- **Records for the exercise**
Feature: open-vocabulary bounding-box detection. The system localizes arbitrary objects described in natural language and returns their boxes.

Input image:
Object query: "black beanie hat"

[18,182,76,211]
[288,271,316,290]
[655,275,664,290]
* * *
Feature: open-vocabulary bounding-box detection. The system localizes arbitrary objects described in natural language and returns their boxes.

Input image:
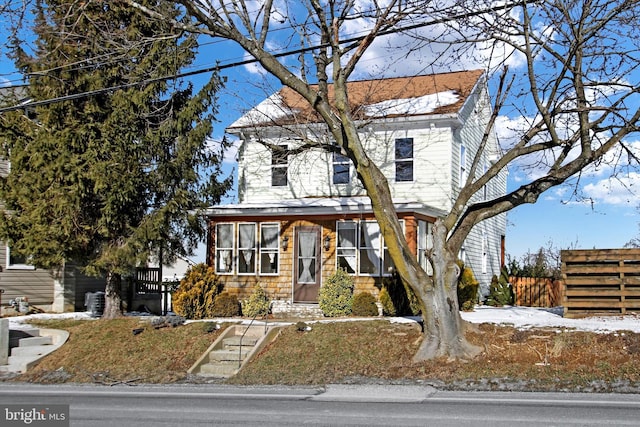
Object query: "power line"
---
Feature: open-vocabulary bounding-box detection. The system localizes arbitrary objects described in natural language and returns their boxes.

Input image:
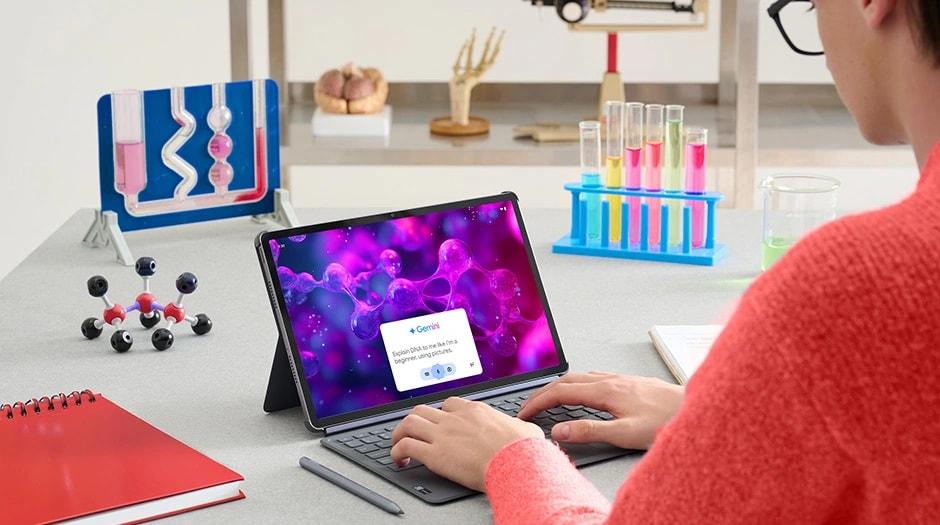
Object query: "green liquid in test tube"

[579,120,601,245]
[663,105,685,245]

- **What the task requires**
Copy every line of the entries above that contains the string "query", counting only matches whose uppercase and lowercase letters agree.

- **Solution for this problem**
Object query: "black beanie hat"
Object query: "power line"
Object query: "green liquid in test tube"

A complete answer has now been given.